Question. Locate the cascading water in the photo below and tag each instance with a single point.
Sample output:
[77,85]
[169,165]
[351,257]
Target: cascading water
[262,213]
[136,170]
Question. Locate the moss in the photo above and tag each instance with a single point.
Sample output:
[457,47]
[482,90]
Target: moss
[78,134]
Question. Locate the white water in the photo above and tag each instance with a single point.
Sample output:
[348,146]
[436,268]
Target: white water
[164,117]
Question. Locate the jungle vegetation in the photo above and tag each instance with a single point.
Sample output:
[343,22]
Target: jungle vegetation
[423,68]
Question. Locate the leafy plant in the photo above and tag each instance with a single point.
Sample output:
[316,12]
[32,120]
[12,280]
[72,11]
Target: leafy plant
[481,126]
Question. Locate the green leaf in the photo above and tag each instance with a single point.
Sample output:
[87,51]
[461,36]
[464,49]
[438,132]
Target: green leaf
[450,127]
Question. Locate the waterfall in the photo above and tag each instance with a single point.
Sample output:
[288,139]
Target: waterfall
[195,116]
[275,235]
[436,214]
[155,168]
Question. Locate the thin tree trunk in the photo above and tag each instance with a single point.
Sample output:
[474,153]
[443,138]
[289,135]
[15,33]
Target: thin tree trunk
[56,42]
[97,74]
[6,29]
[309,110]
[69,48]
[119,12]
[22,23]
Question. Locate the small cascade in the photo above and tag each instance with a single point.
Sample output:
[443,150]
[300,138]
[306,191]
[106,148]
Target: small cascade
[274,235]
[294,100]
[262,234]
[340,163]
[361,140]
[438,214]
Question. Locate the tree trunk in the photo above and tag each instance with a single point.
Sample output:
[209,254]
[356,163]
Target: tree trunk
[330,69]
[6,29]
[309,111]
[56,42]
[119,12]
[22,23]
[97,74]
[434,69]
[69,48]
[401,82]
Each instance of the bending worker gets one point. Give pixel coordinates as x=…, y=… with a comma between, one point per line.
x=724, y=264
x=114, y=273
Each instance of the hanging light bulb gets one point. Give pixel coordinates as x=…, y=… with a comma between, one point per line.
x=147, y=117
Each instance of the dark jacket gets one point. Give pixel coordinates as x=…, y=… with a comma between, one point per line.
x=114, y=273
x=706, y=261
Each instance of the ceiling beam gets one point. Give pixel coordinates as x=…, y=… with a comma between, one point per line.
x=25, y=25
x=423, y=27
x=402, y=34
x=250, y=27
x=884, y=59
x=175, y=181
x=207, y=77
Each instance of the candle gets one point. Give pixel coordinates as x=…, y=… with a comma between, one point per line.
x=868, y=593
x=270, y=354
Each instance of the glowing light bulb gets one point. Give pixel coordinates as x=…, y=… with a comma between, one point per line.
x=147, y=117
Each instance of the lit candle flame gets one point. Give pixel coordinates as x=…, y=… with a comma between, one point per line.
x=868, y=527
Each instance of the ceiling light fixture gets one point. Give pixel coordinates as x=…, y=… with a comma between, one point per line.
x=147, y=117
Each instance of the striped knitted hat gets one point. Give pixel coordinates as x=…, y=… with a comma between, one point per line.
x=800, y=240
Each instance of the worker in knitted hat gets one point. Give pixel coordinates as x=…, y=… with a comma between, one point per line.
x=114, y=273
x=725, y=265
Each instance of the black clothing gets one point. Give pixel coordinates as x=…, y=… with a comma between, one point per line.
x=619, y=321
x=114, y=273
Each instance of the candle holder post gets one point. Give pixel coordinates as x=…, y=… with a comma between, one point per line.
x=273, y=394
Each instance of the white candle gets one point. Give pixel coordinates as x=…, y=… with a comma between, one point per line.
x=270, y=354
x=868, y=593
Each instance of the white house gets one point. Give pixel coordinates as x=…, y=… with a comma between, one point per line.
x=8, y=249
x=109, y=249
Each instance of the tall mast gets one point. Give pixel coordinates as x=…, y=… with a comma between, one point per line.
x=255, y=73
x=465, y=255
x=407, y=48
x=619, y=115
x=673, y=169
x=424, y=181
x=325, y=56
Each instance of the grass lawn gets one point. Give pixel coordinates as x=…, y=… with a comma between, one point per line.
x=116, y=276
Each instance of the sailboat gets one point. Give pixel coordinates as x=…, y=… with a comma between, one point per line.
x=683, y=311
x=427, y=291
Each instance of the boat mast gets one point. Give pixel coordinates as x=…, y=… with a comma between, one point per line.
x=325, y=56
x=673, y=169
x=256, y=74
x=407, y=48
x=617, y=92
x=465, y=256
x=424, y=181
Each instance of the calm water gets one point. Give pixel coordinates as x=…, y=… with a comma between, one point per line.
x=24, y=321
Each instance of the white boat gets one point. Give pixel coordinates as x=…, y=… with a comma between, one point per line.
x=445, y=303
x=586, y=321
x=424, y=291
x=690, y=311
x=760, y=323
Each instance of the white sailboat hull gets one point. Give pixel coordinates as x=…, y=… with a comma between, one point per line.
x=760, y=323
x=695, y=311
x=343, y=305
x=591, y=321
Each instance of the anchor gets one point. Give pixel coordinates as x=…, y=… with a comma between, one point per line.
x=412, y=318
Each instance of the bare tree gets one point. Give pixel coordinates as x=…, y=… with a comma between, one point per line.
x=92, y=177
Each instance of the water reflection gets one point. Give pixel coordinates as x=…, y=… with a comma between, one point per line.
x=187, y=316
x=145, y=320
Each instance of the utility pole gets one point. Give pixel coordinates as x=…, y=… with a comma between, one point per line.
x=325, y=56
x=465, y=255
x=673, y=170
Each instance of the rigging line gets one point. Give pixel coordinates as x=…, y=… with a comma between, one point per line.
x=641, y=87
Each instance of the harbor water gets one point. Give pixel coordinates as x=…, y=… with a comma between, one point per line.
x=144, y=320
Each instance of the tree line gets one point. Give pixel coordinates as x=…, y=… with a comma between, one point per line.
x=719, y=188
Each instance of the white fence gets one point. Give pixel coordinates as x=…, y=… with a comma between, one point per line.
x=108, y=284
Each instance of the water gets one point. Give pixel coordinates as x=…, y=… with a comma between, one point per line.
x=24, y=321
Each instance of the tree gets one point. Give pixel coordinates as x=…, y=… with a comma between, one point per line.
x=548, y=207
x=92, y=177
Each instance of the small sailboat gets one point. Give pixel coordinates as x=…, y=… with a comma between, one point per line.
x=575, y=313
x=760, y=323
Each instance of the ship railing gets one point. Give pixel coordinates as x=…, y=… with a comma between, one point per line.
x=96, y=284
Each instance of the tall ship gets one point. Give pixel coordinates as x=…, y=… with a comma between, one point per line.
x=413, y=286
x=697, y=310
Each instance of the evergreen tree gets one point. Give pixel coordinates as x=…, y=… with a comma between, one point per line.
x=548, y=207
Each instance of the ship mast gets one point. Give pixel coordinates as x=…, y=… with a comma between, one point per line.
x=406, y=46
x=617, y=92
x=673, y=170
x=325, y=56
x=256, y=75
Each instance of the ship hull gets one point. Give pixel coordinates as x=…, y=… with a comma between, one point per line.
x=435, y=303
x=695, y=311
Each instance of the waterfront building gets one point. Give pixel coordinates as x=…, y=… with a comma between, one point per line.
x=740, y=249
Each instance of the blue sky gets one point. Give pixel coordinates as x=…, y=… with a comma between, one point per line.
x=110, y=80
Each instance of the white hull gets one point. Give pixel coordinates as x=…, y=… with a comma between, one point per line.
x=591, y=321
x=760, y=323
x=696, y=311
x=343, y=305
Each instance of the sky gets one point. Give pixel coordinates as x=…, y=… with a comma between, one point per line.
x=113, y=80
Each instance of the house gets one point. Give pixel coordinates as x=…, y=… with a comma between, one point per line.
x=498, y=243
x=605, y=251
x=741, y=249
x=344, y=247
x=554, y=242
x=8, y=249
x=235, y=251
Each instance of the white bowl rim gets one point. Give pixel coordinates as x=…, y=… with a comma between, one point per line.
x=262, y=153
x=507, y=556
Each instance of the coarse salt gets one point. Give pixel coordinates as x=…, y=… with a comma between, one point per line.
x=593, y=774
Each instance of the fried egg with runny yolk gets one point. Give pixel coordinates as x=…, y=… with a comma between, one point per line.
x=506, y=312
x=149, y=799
-.-.-
[Task prompt] Give back only the lines from the one containing "Each instance of the coarse" through the final line of the entries above, exactly as written, both included.

[Exercise output]
Each instance of the coarse salt gets one point. Give pixel coordinates as x=…, y=… with a comma between, one point per line.
x=593, y=774
Each instance of the fried egg with runny yolk gets one point. Give pixel coordinates as x=…, y=… with a comma between, one point per line.
x=506, y=312
x=149, y=799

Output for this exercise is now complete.